§ **PROBLEM REQUIREMENTS**
Can you copy out, character for character, the lines starting at the one containing "Annotate the orange" and ending at the one containing "Query: orange", both included?

§ **DATASET EXCERPTS**
══════════

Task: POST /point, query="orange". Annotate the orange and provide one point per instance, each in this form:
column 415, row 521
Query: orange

══════════

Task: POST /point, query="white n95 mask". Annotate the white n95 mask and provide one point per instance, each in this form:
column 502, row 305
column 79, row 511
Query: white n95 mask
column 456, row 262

══════════

§ **ANSWER TO THE TASK**
Task: POST /point, query="orange". Annotate the orange and provide one point per instance, each in this form:
column 415, row 521
Query: orange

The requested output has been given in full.